(Data lines)
* * * * * * * * *
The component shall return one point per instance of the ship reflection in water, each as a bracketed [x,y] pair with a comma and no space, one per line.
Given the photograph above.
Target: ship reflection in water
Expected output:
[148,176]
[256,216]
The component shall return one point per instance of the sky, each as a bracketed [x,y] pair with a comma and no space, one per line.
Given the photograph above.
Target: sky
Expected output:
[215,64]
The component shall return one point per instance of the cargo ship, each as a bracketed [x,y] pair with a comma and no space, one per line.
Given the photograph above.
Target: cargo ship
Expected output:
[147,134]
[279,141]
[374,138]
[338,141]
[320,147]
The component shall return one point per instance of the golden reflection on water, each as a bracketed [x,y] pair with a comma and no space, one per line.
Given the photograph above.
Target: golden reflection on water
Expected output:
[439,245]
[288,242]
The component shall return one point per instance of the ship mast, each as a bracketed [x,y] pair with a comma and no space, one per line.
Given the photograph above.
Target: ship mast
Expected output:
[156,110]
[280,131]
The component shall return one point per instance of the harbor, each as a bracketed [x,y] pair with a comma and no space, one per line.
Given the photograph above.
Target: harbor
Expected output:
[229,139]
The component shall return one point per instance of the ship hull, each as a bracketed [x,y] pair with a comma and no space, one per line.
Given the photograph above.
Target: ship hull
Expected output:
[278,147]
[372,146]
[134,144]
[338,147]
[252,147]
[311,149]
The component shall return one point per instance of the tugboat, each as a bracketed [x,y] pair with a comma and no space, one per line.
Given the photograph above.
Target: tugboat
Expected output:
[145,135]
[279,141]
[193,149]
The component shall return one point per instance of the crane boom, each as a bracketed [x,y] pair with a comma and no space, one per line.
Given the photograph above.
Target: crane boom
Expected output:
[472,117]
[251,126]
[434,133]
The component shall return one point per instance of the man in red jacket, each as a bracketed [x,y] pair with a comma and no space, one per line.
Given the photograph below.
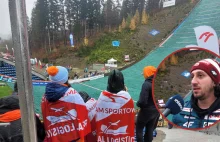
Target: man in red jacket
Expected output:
[64,111]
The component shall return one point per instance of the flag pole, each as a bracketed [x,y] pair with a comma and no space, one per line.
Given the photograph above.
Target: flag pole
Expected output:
[18,17]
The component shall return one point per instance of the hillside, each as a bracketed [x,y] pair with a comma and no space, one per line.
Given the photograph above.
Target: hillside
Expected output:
[169,81]
[136,44]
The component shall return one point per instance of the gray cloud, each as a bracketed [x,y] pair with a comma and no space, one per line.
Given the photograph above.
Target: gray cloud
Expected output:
[5,27]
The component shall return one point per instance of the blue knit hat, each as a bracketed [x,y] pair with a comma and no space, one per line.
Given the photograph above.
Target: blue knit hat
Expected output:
[58,74]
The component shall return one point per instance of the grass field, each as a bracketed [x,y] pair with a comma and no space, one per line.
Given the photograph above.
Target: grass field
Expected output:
[5,90]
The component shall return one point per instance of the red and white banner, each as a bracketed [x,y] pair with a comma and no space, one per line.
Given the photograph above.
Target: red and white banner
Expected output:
[66,119]
[115,116]
[207,38]
[91,107]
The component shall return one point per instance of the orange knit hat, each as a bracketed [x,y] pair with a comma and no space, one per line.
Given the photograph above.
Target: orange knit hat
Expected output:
[149,71]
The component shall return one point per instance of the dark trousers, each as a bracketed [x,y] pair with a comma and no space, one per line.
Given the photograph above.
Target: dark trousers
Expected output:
[147,117]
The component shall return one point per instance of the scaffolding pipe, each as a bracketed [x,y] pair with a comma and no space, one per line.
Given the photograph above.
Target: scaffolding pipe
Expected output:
[18,17]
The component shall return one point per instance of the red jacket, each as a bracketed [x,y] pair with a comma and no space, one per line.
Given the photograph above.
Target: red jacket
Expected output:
[66,119]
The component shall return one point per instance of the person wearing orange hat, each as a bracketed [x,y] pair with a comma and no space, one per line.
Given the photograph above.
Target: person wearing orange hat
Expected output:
[64,112]
[148,114]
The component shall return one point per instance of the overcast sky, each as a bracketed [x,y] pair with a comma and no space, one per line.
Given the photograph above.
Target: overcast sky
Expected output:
[5,28]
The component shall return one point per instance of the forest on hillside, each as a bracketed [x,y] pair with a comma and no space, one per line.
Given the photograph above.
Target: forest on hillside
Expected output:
[53,21]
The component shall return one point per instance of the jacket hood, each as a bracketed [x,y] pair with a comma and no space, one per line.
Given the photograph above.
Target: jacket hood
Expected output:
[115,82]
[55,91]
[203,112]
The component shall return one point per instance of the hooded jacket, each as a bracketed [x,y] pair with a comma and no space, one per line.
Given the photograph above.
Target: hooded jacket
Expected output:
[64,113]
[145,99]
[194,117]
[10,113]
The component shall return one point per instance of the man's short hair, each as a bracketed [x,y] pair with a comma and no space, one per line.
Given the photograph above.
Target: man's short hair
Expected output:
[211,67]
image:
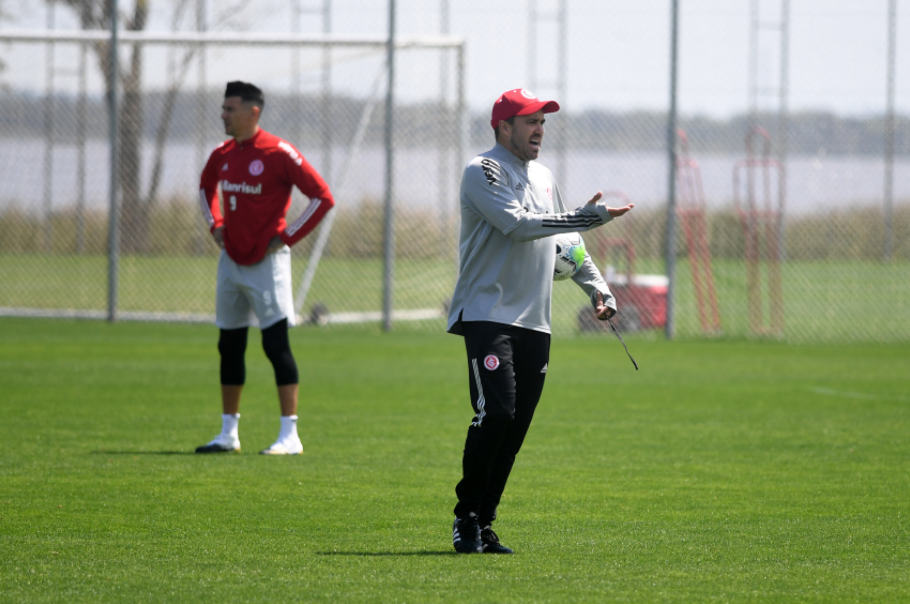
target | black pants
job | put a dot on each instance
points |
(507, 366)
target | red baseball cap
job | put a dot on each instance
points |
(519, 102)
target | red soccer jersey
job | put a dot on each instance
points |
(256, 177)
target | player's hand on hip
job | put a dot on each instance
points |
(218, 236)
(601, 310)
(614, 212)
(275, 244)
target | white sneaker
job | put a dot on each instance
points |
(221, 444)
(284, 447)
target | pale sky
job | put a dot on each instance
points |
(618, 50)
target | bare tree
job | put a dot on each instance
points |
(96, 14)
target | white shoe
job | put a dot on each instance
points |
(284, 447)
(221, 444)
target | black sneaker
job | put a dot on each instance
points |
(490, 543)
(466, 535)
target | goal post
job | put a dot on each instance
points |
(167, 260)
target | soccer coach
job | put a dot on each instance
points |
(256, 172)
(510, 206)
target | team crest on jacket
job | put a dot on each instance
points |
(491, 362)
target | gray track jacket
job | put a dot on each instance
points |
(509, 211)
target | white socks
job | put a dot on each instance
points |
(288, 428)
(229, 424)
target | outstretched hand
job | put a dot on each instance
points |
(614, 212)
(601, 311)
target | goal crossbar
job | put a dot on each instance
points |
(232, 39)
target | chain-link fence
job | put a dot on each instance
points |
(808, 240)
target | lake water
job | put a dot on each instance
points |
(815, 184)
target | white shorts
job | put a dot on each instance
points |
(257, 295)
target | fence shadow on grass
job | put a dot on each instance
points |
(421, 553)
(102, 452)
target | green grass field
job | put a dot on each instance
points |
(833, 301)
(723, 471)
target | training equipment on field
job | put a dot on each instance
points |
(691, 209)
(570, 253)
(221, 444)
(613, 327)
(641, 300)
(761, 215)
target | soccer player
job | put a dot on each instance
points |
(510, 206)
(256, 171)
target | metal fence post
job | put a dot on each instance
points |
(888, 193)
(388, 226)
(670, 327)
(113, 242)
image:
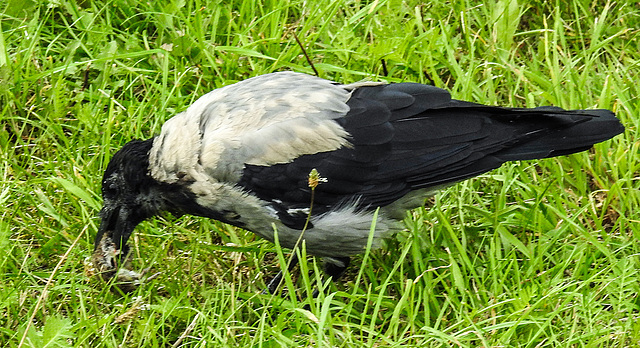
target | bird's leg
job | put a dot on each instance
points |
(334, 267)
(272, 287)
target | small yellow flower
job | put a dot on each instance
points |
(315, 179)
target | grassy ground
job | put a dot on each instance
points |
(534, 254)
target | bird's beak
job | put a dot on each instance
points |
(110, 256)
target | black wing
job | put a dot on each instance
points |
(409, 136)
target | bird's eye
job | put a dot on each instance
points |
(109, 189)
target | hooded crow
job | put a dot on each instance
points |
(242, 155)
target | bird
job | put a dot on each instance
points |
(242, 154)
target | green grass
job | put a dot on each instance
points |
(534, 254)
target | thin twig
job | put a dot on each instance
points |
(305, 53)
(186, 331)
(45, 291)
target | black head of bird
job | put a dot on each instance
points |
(241, 154)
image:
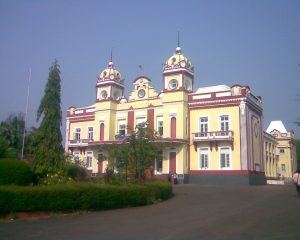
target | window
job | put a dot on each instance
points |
(203, 124)
(173, 84)
(283, 168)
(121, 127)
(173, 127)
(90, 133)
(160, 126)
(101, 131)
(158, 163)
(77, 133)
(89, 159)
(76, 156)
(225, 158)
(281, 150)
(100, 157)
(203, 158)
(224, 122)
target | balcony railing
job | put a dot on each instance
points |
(213, 136)
(83, 142)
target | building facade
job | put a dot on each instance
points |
(212, 134)
(280, 151)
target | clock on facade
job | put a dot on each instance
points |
(103, 94)
(182, 63)
(173, 84)
(141, 93)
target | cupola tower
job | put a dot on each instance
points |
(178, 72)
(110, 85)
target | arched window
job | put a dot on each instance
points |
(173, 127)
(101, 131)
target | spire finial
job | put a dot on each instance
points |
(111, 54)
(178, 49)
(110, 64)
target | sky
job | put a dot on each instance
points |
(255, 43)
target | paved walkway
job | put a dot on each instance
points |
(196, 212)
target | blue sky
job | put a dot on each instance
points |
(229, 42)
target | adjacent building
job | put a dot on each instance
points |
(211, 135)
(280, 151)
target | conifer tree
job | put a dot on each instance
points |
(48, 154)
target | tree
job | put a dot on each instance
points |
(136, 156)
(11, 134)
(48, 154)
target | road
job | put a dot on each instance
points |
(195, 212)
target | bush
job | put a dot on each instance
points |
(80, 196)
(55, 178)
(15, 172)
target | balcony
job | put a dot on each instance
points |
(213, 136)
(80, 142)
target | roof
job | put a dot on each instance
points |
(218, 88)
(278, 125)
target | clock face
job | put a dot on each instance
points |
(103, 94)
(116, 95)
(182, 64)
(141, 93)
(188, 85)
(173, 84)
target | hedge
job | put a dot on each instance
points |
(80, 196)
(16, 172)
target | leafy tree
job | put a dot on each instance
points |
(136, 157)
(12, 130)
(298, 153)
(48, 154)
(11, 136)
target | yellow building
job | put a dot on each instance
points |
(214, 134)
(280, 151)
* * * * * * * * *
→ Work required
Rewrite the lines from the one containing "target | leafy tree" through the end of the records, putting "task" in place of each "job" and leaving everything else untouched.

→ Result below
target | leafy tree
task | put a dot on each instance
points |
(136, 157)
(12, 130)
(298, 153)
(48, 154)
(11, 136)
target | yellow building
task | put a dot on each instance
points |
(214, 134)
(280, 151)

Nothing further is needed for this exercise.